> **Exercise instructions**
In the entries below, find each line with the string "tank" and copy it.

══ Information supplied ══

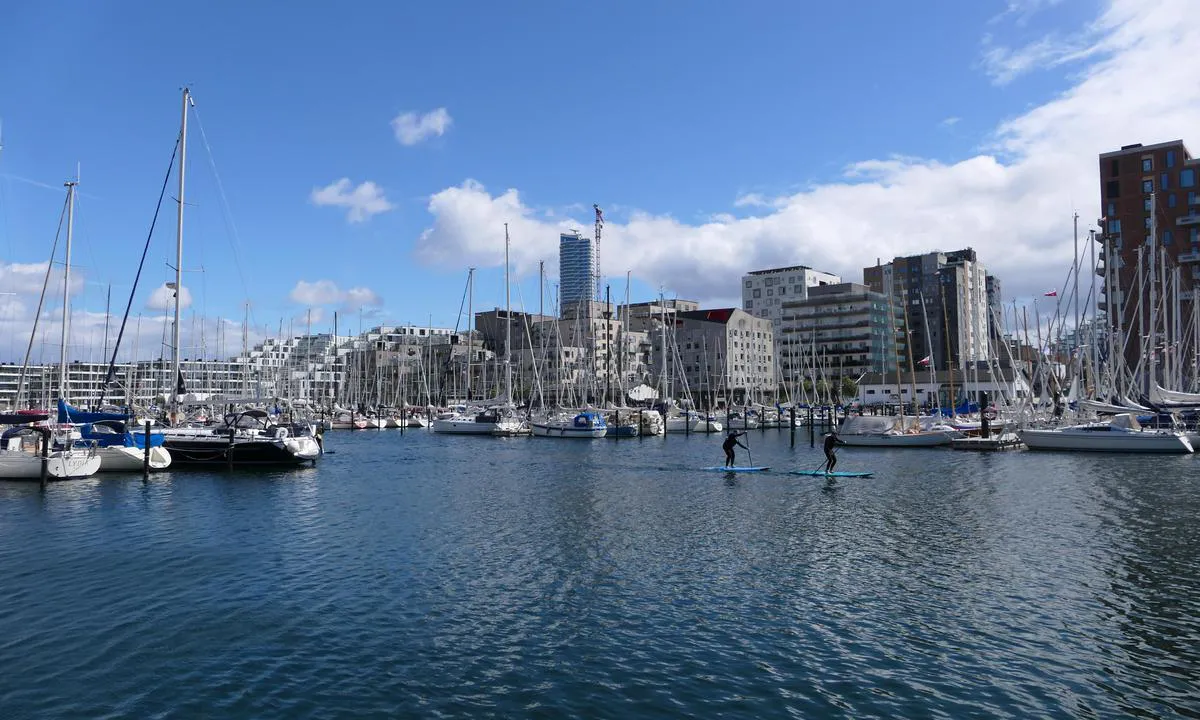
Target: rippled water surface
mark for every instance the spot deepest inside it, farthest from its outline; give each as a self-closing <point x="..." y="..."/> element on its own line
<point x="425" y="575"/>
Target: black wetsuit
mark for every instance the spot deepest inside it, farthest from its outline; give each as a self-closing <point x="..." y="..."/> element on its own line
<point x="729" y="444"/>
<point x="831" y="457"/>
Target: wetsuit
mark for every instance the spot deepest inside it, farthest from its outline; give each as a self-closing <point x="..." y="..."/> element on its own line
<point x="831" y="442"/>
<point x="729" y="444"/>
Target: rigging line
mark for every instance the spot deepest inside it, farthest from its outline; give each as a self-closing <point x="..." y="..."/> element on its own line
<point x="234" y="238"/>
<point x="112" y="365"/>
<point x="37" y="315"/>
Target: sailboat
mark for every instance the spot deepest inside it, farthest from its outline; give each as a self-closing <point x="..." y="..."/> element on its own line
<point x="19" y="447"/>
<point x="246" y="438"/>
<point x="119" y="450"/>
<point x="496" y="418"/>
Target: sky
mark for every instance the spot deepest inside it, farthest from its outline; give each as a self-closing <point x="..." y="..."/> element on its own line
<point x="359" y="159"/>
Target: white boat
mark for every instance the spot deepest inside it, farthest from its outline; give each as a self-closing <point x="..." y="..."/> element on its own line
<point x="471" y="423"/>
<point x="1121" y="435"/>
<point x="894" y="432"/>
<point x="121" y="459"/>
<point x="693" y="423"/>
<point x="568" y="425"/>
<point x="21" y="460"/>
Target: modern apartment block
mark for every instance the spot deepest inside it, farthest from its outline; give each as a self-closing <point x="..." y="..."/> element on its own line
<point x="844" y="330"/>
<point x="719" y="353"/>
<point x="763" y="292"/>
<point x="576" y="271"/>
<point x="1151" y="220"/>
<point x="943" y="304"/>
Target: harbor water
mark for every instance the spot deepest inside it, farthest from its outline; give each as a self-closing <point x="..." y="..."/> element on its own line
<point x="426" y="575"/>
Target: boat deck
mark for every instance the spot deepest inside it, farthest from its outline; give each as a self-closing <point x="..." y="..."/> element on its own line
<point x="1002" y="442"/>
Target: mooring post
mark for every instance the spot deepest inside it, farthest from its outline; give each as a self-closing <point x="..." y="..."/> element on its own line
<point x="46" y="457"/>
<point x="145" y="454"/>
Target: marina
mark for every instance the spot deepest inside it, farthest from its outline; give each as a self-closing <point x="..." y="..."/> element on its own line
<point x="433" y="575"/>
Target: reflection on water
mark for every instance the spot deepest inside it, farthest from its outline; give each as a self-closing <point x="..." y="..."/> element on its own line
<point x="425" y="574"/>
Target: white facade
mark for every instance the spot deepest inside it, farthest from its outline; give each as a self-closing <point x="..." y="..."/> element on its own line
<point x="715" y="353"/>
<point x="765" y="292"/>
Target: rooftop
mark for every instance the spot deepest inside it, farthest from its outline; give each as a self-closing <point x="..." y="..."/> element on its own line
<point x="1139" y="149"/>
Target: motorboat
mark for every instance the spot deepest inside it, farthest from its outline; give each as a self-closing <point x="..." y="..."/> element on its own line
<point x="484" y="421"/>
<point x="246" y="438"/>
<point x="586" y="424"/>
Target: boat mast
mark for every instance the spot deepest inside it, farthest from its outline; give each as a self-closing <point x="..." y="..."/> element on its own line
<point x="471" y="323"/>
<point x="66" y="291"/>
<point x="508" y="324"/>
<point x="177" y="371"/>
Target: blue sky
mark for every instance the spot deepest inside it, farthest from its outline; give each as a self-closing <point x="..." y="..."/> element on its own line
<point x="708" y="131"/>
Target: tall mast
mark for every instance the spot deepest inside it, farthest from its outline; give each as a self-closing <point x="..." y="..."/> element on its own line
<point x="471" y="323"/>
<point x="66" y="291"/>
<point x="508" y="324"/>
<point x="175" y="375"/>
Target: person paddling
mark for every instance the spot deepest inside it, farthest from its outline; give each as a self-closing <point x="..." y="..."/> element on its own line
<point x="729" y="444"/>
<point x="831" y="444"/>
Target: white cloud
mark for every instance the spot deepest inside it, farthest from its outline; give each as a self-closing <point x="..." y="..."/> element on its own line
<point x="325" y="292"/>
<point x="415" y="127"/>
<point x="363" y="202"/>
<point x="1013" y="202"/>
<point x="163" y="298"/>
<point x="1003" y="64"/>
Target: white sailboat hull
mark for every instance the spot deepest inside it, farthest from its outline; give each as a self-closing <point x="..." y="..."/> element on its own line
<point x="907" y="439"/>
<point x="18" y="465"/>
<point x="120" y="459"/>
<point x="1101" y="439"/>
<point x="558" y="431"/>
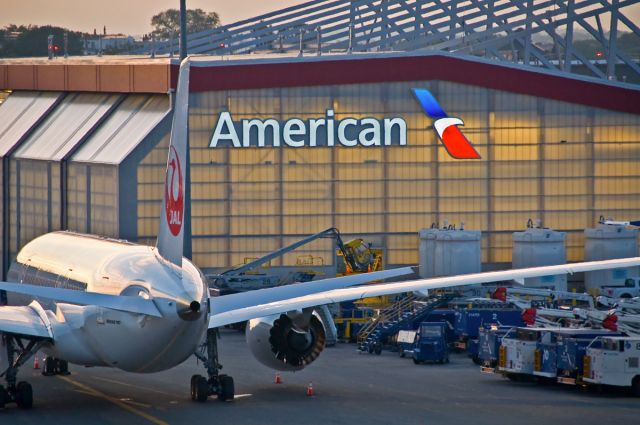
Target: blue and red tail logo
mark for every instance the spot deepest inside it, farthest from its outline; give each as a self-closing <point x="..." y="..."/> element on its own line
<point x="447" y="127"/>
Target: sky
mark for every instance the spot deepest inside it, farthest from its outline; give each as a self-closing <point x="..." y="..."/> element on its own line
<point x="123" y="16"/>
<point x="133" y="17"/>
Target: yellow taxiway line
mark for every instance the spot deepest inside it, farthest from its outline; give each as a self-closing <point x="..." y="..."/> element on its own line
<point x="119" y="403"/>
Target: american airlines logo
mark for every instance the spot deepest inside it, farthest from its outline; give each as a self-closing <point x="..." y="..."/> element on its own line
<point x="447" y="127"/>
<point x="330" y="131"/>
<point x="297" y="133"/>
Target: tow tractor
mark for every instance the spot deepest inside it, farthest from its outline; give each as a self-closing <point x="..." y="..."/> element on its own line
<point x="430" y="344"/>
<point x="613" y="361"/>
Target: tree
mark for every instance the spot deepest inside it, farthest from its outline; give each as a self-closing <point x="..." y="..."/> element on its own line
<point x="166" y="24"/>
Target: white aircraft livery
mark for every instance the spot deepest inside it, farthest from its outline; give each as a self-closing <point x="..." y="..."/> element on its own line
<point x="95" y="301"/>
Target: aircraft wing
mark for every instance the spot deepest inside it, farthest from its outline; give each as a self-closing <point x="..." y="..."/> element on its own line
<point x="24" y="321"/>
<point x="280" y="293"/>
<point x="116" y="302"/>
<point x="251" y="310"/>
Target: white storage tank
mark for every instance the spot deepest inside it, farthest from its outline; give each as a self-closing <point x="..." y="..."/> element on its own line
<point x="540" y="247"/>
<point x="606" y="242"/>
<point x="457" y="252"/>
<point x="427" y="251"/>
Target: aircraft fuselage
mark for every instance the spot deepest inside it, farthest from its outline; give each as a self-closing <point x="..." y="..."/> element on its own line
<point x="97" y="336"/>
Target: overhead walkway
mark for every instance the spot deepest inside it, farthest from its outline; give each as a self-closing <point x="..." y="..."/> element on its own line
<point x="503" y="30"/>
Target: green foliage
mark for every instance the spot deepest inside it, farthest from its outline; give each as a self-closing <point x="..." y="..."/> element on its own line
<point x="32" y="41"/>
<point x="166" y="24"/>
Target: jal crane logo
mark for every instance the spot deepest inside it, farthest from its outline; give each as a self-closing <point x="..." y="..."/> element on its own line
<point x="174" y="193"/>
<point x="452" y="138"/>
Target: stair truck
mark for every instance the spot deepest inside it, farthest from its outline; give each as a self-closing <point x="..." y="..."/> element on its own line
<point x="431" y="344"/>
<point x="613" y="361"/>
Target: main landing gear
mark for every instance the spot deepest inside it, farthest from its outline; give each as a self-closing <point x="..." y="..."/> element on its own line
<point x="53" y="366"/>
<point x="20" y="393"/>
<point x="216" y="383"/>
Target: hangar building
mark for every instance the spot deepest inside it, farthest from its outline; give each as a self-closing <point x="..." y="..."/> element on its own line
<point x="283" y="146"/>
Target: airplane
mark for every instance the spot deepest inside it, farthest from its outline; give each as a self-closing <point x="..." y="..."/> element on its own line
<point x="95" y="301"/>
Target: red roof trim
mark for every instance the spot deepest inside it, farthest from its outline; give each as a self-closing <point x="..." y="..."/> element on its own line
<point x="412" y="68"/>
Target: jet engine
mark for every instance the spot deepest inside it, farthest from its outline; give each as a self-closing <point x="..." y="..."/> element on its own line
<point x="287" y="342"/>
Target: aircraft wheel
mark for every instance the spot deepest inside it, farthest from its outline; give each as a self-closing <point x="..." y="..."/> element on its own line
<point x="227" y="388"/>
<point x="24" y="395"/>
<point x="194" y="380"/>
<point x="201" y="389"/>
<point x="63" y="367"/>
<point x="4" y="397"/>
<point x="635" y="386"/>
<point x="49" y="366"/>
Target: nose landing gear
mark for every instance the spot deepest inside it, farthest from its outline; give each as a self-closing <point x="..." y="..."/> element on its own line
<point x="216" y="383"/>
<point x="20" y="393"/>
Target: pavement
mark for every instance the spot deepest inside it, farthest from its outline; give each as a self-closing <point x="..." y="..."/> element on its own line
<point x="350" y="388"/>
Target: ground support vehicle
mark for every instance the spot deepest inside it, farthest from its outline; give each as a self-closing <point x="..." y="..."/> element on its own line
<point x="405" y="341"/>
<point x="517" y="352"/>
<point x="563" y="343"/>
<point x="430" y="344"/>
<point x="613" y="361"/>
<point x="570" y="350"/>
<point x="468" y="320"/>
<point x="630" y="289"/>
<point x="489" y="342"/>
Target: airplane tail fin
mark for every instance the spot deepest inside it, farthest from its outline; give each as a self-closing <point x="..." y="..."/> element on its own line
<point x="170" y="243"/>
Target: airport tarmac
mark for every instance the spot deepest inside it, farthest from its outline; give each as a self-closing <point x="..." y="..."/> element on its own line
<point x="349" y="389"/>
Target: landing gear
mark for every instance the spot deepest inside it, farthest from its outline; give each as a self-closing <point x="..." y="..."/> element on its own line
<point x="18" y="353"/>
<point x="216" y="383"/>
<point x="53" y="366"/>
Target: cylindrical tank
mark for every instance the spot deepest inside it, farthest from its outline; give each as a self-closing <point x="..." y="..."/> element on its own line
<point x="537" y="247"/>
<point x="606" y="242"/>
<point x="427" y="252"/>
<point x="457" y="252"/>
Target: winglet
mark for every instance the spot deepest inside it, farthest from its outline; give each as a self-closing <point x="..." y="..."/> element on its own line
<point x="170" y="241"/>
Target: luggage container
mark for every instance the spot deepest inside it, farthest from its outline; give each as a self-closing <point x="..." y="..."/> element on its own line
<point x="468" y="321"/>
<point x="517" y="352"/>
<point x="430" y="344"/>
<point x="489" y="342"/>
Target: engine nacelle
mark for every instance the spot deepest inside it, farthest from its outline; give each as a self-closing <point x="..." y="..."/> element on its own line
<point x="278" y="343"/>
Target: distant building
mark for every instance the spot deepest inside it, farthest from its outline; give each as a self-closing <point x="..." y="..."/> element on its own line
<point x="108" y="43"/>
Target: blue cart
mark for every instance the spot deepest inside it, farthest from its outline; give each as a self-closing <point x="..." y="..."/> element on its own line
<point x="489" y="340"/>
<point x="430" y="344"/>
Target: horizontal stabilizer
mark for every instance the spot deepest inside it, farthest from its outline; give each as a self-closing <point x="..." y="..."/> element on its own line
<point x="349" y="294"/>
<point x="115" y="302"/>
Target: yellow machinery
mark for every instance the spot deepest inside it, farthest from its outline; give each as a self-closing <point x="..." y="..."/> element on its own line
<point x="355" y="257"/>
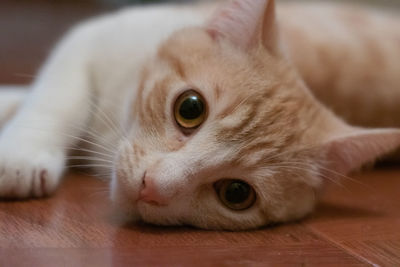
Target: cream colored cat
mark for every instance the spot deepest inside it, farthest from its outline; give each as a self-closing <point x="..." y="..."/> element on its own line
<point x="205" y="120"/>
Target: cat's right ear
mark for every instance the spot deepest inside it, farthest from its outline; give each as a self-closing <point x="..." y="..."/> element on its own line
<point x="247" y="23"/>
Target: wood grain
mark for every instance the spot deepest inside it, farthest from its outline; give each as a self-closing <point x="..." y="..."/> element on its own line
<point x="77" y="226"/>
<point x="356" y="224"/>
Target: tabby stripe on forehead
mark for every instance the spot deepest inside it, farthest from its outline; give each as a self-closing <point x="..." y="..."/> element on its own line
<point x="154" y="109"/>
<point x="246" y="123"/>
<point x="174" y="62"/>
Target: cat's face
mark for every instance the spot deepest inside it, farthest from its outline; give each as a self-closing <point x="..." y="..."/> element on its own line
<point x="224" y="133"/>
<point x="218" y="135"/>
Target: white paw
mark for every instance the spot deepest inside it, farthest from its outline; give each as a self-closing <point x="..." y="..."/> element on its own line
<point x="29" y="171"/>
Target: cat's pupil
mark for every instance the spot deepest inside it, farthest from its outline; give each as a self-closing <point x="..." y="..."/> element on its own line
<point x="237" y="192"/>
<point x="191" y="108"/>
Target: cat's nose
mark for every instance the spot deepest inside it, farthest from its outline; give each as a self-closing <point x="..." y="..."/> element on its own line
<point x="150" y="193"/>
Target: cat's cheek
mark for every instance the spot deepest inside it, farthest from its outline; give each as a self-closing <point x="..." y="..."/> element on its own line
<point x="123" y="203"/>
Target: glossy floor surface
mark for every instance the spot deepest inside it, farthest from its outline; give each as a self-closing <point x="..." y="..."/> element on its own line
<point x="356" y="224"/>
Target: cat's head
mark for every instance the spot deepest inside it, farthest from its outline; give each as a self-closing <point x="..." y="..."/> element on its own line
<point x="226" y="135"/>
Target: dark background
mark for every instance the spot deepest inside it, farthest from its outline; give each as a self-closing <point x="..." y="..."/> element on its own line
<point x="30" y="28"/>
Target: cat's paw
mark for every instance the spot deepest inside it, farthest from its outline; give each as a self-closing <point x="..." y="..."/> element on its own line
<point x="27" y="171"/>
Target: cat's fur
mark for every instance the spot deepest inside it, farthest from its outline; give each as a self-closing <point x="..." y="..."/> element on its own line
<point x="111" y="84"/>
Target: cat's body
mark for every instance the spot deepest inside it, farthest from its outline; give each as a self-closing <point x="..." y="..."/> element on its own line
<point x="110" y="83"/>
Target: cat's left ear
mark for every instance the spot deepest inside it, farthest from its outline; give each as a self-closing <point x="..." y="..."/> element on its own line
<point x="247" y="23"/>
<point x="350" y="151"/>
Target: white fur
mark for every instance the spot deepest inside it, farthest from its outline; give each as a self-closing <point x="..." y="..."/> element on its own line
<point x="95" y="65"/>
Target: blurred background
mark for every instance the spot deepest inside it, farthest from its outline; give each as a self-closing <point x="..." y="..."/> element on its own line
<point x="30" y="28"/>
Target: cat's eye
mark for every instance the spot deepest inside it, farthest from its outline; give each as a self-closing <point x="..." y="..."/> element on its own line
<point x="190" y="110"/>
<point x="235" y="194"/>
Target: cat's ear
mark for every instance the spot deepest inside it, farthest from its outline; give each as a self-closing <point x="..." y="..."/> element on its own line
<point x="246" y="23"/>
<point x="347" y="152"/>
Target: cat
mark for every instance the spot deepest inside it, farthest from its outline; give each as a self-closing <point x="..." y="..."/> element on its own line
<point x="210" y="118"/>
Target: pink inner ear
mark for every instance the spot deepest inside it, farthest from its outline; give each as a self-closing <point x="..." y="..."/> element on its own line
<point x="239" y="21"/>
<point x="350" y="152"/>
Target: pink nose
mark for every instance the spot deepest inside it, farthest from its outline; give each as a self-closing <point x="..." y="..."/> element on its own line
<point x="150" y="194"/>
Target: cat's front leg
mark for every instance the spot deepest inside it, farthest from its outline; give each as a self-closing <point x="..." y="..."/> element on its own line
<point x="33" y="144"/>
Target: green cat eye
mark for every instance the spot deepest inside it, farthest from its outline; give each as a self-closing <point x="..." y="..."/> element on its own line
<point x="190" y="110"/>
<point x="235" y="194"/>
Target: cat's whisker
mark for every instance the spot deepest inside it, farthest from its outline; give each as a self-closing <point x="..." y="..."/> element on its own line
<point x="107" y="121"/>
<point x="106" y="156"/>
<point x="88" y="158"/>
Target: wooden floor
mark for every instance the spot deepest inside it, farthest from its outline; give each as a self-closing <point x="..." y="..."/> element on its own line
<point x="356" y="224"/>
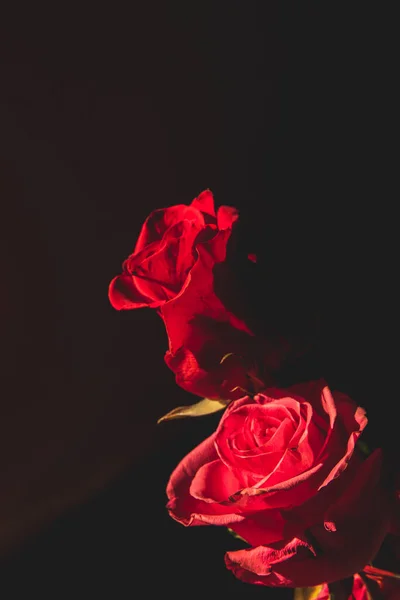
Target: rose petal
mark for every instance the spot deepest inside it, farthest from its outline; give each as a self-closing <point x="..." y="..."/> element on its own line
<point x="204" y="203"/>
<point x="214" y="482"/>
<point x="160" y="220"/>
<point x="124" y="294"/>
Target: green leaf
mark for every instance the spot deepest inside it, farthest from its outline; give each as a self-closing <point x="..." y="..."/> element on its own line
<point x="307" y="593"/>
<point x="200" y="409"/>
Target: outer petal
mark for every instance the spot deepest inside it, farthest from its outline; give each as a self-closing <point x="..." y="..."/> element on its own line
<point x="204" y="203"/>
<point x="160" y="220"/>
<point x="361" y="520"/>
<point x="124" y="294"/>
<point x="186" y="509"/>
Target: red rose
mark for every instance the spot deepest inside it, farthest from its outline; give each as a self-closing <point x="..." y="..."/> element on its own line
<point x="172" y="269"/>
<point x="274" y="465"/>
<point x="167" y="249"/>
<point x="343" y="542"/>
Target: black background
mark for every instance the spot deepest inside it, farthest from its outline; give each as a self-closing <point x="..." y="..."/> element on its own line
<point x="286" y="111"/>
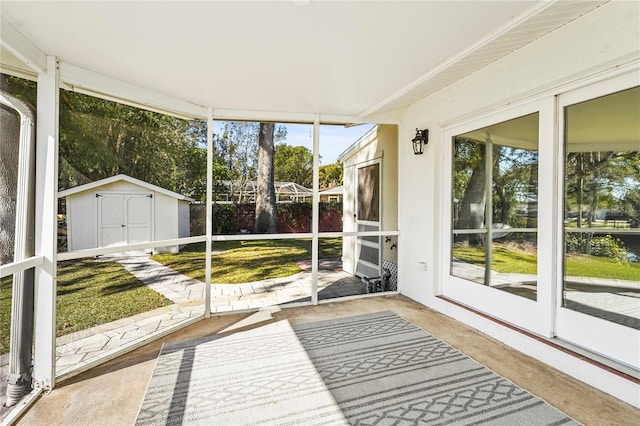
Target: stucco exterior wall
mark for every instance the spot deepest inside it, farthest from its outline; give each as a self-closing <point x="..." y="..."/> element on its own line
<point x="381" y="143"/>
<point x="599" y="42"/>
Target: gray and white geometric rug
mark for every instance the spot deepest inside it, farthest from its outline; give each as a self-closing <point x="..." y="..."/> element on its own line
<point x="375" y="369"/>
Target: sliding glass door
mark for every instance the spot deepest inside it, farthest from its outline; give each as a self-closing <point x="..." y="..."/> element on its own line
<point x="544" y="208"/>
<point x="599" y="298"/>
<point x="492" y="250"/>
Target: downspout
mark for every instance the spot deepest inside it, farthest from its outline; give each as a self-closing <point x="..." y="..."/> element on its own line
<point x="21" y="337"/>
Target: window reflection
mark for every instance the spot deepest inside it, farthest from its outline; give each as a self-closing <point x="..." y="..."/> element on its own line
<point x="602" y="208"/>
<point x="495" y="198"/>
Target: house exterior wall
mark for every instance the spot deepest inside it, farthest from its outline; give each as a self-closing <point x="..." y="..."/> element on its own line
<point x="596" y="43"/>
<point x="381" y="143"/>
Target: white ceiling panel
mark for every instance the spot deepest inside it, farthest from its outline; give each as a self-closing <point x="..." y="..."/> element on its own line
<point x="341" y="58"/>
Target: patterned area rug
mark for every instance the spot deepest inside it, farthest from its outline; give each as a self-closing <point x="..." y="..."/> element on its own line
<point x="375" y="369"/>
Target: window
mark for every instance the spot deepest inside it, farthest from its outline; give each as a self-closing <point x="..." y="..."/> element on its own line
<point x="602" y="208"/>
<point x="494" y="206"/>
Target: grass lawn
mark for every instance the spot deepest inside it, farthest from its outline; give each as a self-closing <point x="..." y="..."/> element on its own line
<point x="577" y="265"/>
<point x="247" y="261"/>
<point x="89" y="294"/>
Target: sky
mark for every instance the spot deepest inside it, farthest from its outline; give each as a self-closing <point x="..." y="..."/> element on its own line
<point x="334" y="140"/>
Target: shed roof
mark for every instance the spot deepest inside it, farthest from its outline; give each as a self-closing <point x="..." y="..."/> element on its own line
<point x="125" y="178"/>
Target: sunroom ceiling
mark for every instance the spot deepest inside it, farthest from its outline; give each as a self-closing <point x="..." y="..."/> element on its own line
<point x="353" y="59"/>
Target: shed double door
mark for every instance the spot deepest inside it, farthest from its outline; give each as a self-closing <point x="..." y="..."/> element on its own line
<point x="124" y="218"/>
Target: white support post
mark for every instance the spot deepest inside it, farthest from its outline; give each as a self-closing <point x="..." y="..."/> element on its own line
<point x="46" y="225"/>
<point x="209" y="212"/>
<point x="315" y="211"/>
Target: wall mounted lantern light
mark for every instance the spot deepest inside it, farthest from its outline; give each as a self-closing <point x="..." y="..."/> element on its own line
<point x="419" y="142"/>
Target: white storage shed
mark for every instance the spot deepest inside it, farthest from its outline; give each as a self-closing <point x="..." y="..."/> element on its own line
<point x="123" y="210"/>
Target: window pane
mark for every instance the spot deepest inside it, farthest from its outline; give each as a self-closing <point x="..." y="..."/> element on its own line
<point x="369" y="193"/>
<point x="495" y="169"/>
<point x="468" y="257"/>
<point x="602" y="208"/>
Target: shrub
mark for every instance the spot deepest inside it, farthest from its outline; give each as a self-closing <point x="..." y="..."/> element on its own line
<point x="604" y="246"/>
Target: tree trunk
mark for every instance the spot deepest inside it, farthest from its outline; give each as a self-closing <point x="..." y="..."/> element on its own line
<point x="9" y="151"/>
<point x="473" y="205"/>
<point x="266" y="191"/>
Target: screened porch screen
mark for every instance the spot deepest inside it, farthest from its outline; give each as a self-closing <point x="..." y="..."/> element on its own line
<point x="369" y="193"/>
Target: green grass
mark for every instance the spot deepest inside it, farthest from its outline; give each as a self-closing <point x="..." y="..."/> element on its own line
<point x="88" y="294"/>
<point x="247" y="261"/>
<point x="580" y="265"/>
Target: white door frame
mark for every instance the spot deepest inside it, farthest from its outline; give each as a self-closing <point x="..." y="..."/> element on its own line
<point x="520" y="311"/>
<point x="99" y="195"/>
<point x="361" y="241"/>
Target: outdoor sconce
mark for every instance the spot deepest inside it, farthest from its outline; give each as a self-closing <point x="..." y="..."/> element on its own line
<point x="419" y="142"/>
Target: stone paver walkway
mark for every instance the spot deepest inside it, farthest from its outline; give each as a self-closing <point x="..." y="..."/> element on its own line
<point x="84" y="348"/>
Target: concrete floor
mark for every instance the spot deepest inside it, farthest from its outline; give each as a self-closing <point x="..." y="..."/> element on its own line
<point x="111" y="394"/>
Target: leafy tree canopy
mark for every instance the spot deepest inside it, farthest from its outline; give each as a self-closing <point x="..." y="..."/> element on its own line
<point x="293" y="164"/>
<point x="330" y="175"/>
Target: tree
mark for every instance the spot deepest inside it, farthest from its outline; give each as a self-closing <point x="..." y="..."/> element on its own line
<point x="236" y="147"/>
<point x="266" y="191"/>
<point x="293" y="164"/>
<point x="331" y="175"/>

═══

> **The answer**
Target: white storage tank
Target: cylindrical tank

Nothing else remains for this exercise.